**Data for review:**
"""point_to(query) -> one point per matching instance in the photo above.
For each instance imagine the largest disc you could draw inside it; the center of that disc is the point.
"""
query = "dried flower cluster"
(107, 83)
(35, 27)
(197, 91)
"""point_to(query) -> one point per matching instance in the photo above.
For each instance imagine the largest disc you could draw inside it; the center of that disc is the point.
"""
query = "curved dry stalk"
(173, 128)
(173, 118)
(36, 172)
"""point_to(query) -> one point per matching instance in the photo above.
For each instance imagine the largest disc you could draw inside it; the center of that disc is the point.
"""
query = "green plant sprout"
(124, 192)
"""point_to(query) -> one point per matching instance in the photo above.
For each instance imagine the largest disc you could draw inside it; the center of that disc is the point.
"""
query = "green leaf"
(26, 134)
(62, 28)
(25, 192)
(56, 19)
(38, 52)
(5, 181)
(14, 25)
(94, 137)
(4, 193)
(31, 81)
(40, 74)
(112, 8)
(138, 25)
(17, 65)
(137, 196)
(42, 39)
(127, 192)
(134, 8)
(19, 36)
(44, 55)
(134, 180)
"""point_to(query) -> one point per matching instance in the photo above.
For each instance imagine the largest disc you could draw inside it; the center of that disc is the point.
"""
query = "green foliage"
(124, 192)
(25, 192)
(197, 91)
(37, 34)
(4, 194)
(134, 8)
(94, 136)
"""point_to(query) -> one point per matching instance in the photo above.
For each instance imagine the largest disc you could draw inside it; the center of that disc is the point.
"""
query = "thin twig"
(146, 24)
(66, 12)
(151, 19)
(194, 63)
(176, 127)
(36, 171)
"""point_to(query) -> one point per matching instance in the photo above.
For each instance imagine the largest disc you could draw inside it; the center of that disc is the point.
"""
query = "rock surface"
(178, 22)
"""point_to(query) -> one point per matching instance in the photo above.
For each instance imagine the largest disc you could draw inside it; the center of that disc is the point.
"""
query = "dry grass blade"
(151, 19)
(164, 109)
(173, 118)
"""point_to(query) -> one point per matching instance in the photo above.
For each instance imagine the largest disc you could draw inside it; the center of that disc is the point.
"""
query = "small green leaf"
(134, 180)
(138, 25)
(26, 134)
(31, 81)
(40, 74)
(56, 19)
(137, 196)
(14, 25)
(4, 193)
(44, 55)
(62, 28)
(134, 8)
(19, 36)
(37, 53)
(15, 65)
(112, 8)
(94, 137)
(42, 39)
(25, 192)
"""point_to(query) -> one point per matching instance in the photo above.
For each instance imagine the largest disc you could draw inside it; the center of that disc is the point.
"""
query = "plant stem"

**Work item:**
Your job is to retype all of the material exactly.

**Task result:**
"""point_to(query) -> one point per matching instance in the photo above.
For each instance imagine the largest disc you could draw inside it; the center of that disc is the point.
"""
query = "dried flower cluster"
(107, 83)
(35, 27)
(197, 91)
"""point_to(query) -> one point per matching instance in the photo above.
For each instance imagine the largest disc you could draw inside it; the center of that disc is the point.
"""
query = "curved dry stalk"
(173, 128)
(173, 118)
(36, 172)
"""point_to(query) -> one point per matching instance in the photo above.
For each instance imagine the largest disc you could draw inside it; the center of that disc is the point.
"""
query = "green plant sprout"
(124, 192)
"""point_to(query) -> one point per matching instance in the photo above.
For each instance imagine the largest disc you could draw inside it; the center of that disc is the point.
"""
query = "green leaf"
(26, 134)
(62, 28)
(25, 192)
(56, 19)
(38, 52)
(5, 181)
(14, 25)
(94, 137)
(4, 193)
(31, 81)
(40, 74)
(112, 8)
(138, 25)
(17, 65)
(137, 196)
(42, 39)
(127, 192)
(134, 8)
(19, 36)
(44, 55)
(134, 180)
"""point_to(query) -> one point per matching instance in the photo above.
For each instance imagine the largest disc you could draw inside it; the center of that disc is the point.
"""
query = "green foliage"
(124, 192)
(25, 192)
(197, 91)
(37, 34)
(4, 194)
(134, 8)
(94, 136)
"""point_to(query) -> one point per matching instance in the photo above.
For each instance imagine the largest disc you could draw inside it; the center of that disc is the point.
"""
query = "thin twig"
(146, 24)
(66, 12)
(151, 19)
(194, 63)
(176, 127)
(36, 171)
"""point_to(query) -> one point per matching instance in the photo above.
For each instance imagine the largest disc you could draw inside it; the center of that disc is the point.
"""
query = "rock surface"
(178, 22)
"""point_to(query) -> one point per matching instance in the photo above.
For each instance imagine the largest disc you could draw inside it; the center of that disc is the point.
"""
query = "dry grass blade"
(151, 19)
(164, 109)
(173, 118)
"""point_to(query) -> one point per matching instance in the photo above.
For each instance imagine the largest disc you could draw inside it; the center of that disc is the point.
"""
query = "small green leaf"
(134, 180)
(138, 25)
(26, 134)
(31, 81)
(40, 74)
(56, 19)
(137, 196)
(14, 25)
(4, 193)
(44, 55)
(62, 28)
(134, 8)
(19, 36)
(37, 53)
(15, 65)
(112, 8)
(94, 137)
(42, 39)
(25, 192)
"""point_to(query) -> one point per matching instance in the photo above.
For each instance imagine the largest disc you could draw inside it; the center of that disc is the point.
"""
query = "plant stem"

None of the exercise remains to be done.